Teks Bacaan:
==*==

Guru sebaiknya memperhatikan faktor-faktor yang mempengaruhi penggunaan metode di atas dengan tidak mengabaikan situasi pengajaran yang sedang berlangsung dengan menggunakan metode yang bervariasi yang disesuaikan dengan situasi, fasilitas dan tingkat kematangan peserta didik, namun tetap berorientasi pada pencapaian tujuan secara efektif dan efisien.
Dalam perumusan metode mengajar ini, para ahli pendidikan berbeda pandangan namun esensinya sama yaitu mereka sepakat bahwa metode mengajar sebagai alat bantu untuk mencapai tujuan pengajaran.
Pendapat senada dikemukakan oleh  Zakiah Daradjat. dkk, mengemukakkan sepuluh metode pengajaran, yaitu :
a.       Metode ceramah
b.      Metode diskusi
c.       Metode eksperimen
d.      Metode demonstrasi
e.       Metode pemberian tugas
f.       Metode sosiodrama
g.      Metode drill
h.      Metode kerja kelompok
i.        Metode tanya jawab
j.        Metode proyek[21]

Sementara itu Zuhairini dkk, mengemukakan ada dua belas metode-metode mengajar agama Islam, yaitu :
a.       Metode ceramah
b.      Metode tanya jawab
c.       Metode diskusi
d.      Metode demonstrasi dan eksperimen
e.       Metode pemberian tugas belajar (Resitasi)

==*==

Materi yang Ditampilkan:
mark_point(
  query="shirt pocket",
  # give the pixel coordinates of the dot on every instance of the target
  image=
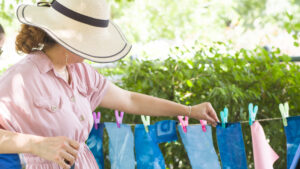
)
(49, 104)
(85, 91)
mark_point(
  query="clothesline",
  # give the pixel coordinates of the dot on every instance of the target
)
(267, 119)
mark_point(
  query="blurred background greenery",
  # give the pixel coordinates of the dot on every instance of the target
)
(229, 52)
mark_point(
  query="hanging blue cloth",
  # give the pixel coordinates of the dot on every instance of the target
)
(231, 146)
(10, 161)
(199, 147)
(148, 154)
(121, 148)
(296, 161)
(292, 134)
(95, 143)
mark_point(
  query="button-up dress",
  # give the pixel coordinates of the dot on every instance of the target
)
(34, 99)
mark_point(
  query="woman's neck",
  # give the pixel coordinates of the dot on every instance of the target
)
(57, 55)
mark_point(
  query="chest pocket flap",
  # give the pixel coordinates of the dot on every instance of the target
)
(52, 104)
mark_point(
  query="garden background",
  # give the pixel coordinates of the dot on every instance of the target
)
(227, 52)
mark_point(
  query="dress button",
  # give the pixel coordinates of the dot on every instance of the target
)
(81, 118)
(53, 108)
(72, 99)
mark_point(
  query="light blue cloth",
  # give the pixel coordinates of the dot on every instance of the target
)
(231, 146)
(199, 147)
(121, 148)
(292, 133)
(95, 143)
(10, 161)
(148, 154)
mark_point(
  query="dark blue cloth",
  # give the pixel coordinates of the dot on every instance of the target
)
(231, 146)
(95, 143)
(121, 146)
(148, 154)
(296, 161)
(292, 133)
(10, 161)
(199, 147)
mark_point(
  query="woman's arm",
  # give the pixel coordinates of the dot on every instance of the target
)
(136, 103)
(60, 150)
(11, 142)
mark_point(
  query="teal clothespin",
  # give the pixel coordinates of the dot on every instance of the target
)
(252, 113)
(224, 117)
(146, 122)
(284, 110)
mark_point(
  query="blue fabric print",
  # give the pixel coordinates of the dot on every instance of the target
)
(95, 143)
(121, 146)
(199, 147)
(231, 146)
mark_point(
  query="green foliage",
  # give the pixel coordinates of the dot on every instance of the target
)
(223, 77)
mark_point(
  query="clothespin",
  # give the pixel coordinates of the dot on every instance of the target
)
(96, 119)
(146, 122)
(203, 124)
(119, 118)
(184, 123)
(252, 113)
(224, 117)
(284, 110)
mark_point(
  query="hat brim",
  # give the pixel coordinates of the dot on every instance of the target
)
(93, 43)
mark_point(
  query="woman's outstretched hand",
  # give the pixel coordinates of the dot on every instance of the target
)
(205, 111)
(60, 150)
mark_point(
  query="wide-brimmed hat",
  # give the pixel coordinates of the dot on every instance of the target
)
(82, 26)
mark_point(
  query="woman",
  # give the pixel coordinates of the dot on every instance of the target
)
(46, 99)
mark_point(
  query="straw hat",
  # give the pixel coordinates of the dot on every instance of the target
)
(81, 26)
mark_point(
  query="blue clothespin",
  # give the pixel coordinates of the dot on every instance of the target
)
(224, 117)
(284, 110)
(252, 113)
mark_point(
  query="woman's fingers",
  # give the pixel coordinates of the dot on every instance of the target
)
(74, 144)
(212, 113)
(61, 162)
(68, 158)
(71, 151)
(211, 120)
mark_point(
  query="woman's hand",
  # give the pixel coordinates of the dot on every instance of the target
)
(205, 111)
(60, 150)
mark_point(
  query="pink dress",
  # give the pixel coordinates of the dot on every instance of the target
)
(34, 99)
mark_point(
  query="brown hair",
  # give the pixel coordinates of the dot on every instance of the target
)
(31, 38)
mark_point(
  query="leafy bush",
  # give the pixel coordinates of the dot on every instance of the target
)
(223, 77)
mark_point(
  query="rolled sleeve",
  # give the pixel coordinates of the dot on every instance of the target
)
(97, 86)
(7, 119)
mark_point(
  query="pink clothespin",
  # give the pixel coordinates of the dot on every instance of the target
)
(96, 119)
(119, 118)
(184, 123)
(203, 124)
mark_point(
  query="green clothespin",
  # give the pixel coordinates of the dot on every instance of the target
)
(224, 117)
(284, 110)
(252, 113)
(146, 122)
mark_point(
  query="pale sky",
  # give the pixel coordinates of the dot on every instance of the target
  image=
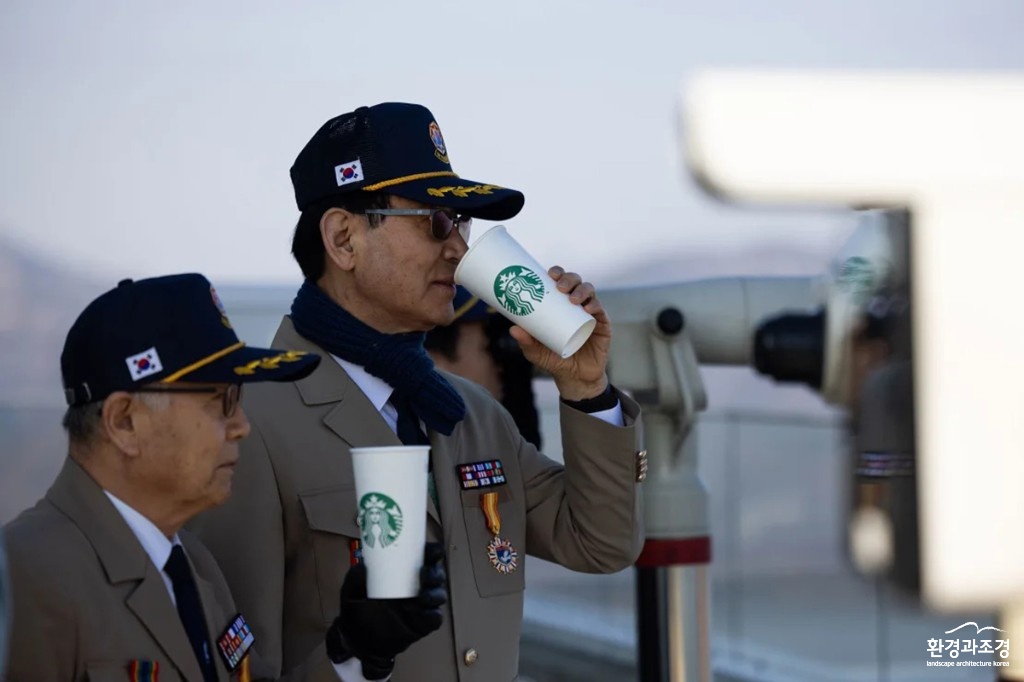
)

==*==

Soal dan Tugas:
1. Tulis ulang tanpa perubahan bagian teks metode mengajar yang dimulai pada kata-kata "Guru sebaiknya memperhatikan" dan berakhir setelah "mencapai tujuan pengajaran.".
2. Menurut teks metode mengajar, berapa banyak metode pengajaran yang dikemukakan oleh Zakiah Daradjat dkk.?
3. Tentukan apakah setiap pernyataan berikut sesuai dengan teks metode mengajar. Jawab ya atau tidak, lalu kutip kata-kata dalam teks yang menjadi dasarnya.
(a) Para ahli pendidikan sepakat bahwa metode mengajar merupakan alat bantu untuk mencapai tujuan pengajaran.
(b) Metode drill termasuk metode yang dikemukakan oleh Zakiah Daradjat dkk.
(c) Zuhairini dkk. mengemukakan sepuluh metode mengajar agama Islam.
Materi di atas diambil dari sumber yang berbeda dengan teks.

Kunci Jawaban:
1.
Guru sebaiknya memperhatikan faktor-faktor yang mempengaruhi penggunaan metode di atas dengan tidak mengabaikan situasi pengajaran yang sedang berlangsung dengan menggunakan metode yang bervariasi yang disesuaikan dengan situasi, fasilitas dan tingkat kematangan peserta didik, namun tetap berorientasi pada pencapaian tujuan secara efektif dan efisien.
Dalam perumusan metode mengajar ini, para ahli pendidikan berbeda pandangan namun esensinya sama yaitu mereka sepakat bahwa metode mengajar sebagai alat bantu untuk mencapai tujuan pengajaran.

2. Sepuluh metode pengajaran.

3.
(a) Ya: "mereka sepakat bahwa metode mengajar sebagai alat bantu untuk mencapai tujuan pengajaran".
(b) Ya: "Metode drill".
(c) Tidak: "ada dua belas metode-metode mengajar agama Islam".